# Saved entries
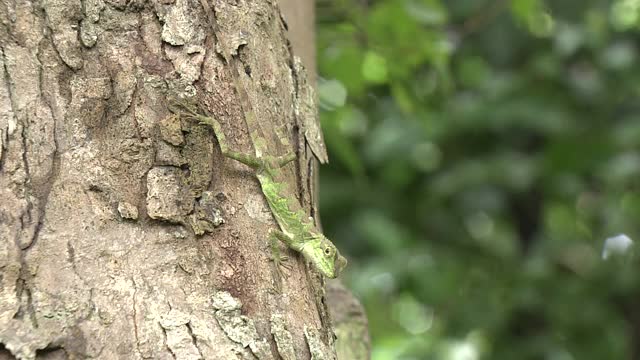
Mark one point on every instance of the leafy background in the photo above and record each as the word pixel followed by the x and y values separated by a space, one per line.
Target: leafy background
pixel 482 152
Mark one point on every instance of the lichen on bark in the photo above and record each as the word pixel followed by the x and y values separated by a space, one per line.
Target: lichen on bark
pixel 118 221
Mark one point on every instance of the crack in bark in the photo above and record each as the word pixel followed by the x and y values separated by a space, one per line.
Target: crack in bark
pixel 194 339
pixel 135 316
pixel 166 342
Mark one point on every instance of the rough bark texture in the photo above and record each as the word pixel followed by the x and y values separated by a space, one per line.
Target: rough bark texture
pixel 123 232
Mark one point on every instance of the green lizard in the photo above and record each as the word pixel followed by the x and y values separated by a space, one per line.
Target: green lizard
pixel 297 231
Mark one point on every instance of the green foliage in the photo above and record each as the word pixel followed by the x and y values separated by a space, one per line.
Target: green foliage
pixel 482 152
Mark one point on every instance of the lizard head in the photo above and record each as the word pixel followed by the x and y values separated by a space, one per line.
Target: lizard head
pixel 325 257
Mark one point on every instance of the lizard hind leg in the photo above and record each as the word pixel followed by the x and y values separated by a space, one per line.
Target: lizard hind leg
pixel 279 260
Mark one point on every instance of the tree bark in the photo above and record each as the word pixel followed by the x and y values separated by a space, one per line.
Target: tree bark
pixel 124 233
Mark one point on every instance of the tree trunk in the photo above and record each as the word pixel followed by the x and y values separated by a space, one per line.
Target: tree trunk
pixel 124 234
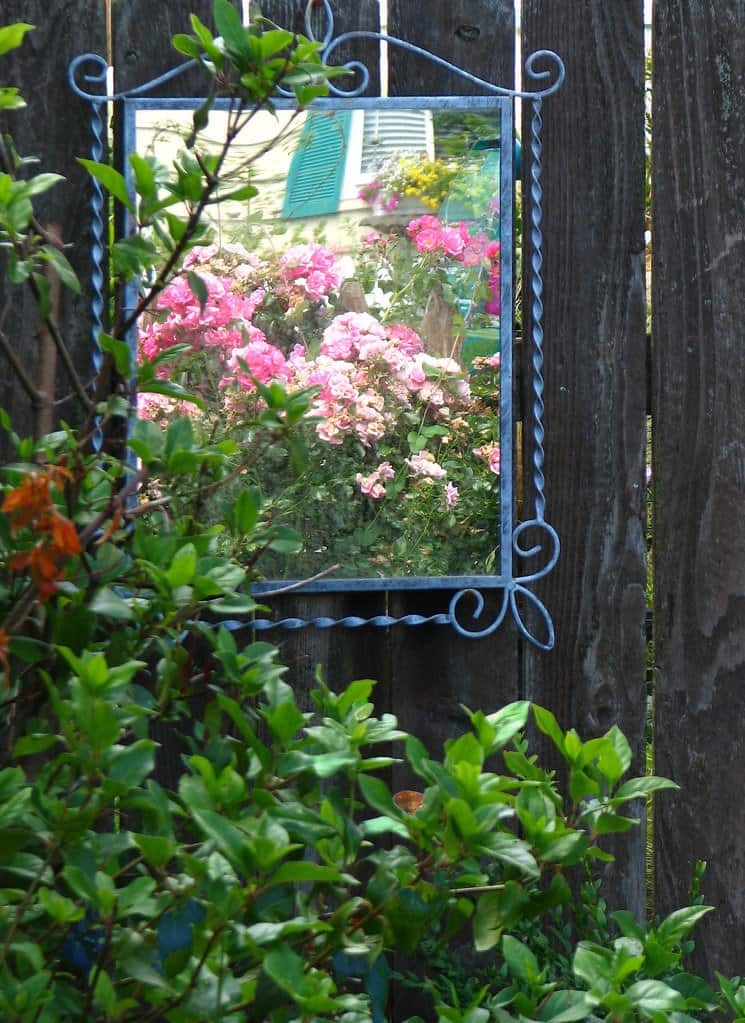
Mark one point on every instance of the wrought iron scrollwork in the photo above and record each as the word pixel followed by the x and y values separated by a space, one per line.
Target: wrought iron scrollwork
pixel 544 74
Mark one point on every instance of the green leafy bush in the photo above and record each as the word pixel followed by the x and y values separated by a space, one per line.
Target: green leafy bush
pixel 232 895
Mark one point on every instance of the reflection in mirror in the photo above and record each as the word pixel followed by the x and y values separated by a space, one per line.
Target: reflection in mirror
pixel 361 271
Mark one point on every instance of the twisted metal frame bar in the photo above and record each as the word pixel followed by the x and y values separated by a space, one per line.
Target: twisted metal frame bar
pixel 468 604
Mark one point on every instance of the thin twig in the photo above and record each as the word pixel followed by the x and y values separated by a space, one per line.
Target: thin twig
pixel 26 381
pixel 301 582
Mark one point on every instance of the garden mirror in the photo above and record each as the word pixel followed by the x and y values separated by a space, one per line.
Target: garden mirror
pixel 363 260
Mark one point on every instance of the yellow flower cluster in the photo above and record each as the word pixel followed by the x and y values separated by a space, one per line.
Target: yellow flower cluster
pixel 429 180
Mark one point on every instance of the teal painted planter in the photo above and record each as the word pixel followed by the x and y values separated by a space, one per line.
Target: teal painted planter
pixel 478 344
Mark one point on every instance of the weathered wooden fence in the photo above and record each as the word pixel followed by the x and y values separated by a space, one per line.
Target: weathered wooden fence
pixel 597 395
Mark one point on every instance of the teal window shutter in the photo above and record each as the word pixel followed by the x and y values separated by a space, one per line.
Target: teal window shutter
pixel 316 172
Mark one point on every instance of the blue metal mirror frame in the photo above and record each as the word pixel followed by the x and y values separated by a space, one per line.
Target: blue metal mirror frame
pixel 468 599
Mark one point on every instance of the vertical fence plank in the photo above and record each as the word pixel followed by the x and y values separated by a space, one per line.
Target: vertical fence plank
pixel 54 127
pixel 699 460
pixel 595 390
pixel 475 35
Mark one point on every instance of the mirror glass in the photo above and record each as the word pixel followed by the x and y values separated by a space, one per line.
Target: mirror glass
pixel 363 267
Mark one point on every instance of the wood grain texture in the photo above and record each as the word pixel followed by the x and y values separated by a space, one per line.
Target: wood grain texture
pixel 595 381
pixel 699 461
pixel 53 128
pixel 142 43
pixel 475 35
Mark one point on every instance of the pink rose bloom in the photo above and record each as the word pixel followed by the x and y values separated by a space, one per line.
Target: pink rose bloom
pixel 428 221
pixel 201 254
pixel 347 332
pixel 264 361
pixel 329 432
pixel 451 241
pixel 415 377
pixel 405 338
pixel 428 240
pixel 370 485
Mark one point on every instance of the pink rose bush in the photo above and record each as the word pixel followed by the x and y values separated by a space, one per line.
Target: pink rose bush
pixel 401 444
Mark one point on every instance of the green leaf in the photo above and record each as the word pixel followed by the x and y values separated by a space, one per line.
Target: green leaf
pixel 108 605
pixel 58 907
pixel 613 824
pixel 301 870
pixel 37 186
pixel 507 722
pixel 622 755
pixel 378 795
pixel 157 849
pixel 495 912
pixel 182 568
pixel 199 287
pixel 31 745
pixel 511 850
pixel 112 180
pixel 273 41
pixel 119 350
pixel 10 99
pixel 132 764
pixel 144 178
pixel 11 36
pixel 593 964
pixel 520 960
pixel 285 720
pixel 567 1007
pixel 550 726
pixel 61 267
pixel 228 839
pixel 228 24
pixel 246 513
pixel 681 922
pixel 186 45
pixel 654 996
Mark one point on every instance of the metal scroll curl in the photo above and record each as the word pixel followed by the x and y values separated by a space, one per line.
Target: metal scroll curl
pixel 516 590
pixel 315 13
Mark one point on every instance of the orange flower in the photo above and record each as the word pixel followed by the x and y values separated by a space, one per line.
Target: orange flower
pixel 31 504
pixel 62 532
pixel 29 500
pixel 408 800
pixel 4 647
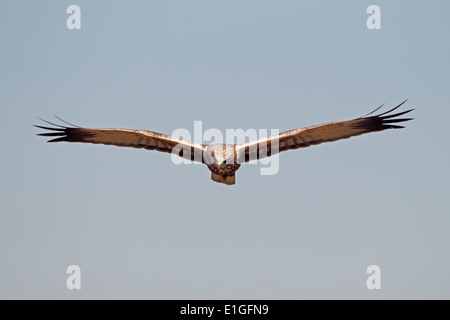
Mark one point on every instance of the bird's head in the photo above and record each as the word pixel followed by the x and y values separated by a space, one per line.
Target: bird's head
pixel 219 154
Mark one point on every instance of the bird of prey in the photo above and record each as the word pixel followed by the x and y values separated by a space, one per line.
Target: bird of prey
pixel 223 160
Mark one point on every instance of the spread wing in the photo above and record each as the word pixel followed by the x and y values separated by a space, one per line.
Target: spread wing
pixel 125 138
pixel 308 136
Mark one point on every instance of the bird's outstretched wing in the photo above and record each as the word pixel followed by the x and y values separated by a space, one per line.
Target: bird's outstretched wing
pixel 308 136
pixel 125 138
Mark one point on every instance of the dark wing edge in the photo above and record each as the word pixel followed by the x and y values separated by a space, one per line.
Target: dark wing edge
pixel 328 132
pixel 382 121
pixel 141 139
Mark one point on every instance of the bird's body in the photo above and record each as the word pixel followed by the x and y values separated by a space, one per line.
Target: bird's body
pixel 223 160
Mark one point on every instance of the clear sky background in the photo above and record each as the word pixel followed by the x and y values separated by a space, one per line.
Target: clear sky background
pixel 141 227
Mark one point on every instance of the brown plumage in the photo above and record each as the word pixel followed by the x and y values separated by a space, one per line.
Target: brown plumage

# TASK DIRECTIONS
Could you retype the data from the line containing "Mark one point on every instance of the bird's head" up to and including the line containing "pixel 141 227", character for character?

# ANSWER
Mark one point on every instance of the bird's head in the photo above and record each as the word pixel followed by the x and y values separated by a space, one per line.
Target: bird's head
pixel 219 154
Mark one point on every instance of the bird of prey in the photo above and record each as the word pixel followed by the x and y values separated by a space, one per line.
Target: bird of prey
pixel 223 160
Mark one point on every instance of the spread wing in the photo above and record each as the word pixel followed by the x and y values separated by a space, one per line.
Target: spread wing
pixel 125 138
pixel 308 136
Mark one point on every instance of the bird's outstretched wing in the photo above and record each as the word pixel followed by the x and y values separated by a space, one per line.
Target: bird's outstretched wing
pixel 308 136
pixel 125 138
Mark one point on every instance of the dark wing edge in the photo above and record each as the word pixel followed by the x and y values separated by a space, one per line.
Target: dark wing edge
pixel 328 132
pixel 382 121
pixel 141 139
Mark one point on every instance of the bird's body in the photo above and record each as the word pixel followed by the x and y values separated by a space, one per line.
Target: bird's body
pixel 223 160
Mark one point on every instance of the clear sky background in the photo above and record each as the word pixel followed by the x and y values separated by a space, one per line.
Target: clear sky background
pixel 141 227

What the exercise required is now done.